Actividad: Enumere todos los grupos de personas que el fragmento «La luz del día» designa con un sustantivo en plural. No incluya a individuos con nombre propio.

7. La luz del día

Peter Hayden, comandante de la primera división de bomberos, ha establecido el puesto de mando de la operación en el vestíbulo de la torre Norte. Ya entonces Hayden y otros mandos del departamento saben perfectamente que no hay modo de extinguir ese incendio. Pese a esa certeza, decenas de bomberos se lanzan escaleras arriba en ambas torres en una desesperada misión de rescate. Muchos de ellos no volverán a salir con vida. P

Mientras los bomberos entran, Chuck Allen, una eternidad después de haber avistado aquel punto inicial en el horizonte, consigue llegar a la plaza que hay al pie de las torres tras un descenso agotador y terrorífico. Apenas la reconoce. La plaza, uno de sus rincones favoritos, está cubierta de lo que parecen escombros. Excepto que no lo son. Son cuerpos. Decenas de ellos. A Allen le cuesta calcular cuántos con precisión, porque lo que ven sus ojos son sólo trozos de cuerpos. Torsos extrañamente tocados por un cinturón negro, como si vistiesen un macabro uniforme. Sólo entonces comprende que está observando a algunos de los pasajeros del avión estrellado contra la torre, que todavía llevan el cinturón de seguridad. No hay sangre. No hay el polvo y la tiniebla que luego flotará y enmascarará el horror. Todo se ve con una claridad cristalina, dolorosa. Oficiales de policía inundan la plaza con el rostro crispado. «No miren ahí», ordenan.

Extractos de datos:
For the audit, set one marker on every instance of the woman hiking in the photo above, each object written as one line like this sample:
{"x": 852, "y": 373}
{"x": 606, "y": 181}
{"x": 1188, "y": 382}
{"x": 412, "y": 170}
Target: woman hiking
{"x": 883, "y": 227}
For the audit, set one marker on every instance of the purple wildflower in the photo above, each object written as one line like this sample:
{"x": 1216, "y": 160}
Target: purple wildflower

* * *

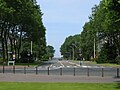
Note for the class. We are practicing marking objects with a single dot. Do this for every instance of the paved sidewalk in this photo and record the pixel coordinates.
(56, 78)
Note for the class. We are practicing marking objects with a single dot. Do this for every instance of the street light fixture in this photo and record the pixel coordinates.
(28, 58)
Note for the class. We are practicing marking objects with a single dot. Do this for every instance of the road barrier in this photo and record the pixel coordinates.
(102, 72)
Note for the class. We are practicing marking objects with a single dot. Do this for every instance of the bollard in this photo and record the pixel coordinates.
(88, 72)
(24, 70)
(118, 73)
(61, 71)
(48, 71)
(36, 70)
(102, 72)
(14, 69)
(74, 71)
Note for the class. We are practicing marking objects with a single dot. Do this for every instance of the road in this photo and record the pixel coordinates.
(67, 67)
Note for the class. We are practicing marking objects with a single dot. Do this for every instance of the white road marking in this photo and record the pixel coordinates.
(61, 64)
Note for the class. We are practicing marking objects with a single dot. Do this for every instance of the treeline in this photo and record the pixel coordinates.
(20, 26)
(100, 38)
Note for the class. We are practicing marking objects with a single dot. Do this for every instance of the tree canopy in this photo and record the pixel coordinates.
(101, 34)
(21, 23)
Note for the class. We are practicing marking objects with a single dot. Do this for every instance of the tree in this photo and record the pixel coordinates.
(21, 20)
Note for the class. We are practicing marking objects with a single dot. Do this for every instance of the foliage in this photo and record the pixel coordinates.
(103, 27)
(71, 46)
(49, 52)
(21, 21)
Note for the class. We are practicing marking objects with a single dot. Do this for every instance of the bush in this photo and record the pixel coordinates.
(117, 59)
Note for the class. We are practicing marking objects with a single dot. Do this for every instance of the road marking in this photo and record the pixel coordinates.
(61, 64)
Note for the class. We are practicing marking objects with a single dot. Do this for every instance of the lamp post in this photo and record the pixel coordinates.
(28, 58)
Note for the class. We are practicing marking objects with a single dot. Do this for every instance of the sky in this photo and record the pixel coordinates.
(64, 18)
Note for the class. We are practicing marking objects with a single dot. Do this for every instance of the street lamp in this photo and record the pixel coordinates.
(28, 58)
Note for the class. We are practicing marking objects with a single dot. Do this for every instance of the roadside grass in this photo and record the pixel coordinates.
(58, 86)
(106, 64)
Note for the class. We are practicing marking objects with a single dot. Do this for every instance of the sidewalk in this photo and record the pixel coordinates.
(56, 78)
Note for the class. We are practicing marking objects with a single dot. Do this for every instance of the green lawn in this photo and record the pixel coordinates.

Tarea resuelta:
- mandos del departamento
- bomberos
- pasajeros del avión
- oficiales de policía